▶ EXERCISE BRIEF
Return nothing but the lines from the line containing "target | wooden plank surface" through the last line of the records, reproduced exactly.

Records contained in a dataset

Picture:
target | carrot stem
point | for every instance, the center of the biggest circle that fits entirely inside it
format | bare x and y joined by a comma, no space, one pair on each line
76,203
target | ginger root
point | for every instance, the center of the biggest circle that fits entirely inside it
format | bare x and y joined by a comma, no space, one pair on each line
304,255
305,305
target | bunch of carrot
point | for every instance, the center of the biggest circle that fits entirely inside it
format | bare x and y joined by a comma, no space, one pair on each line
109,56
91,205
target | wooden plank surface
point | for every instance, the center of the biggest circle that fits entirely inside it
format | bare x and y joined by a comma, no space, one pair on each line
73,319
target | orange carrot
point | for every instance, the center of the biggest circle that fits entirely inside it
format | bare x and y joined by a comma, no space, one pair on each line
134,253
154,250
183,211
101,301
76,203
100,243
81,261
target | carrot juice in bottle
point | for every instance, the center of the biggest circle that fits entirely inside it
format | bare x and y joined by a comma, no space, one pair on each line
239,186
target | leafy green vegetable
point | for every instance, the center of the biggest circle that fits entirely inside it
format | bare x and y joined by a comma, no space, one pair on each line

▶ WRITTEN SOLUTION
target | wooden plank surface
point | for every instance, the center of the biggest circle that fits entirely inside it
format | bare x and y joined by a comma, no space, one pair on each line
73,319
target | orange carrot
point | for every instance, the center of the biggest circle that fits entirely inside it
format | bare x and y joined by a comma, no space, one pair on each line
134,253
154,250
183,211
101,301
76,203
100,243
81,261
target | carrot juice in bottle
point | for every instance, the center of the biggest circle that fits entirely inside it
format | bare x and y joined by a comma, no space, one pair on each line
239,186
target | leafy green vegetable
point | for every instance, the center of the biggest circle that fits entirely inside it
format | bare x and y joined by a comma, no space, one pair on each line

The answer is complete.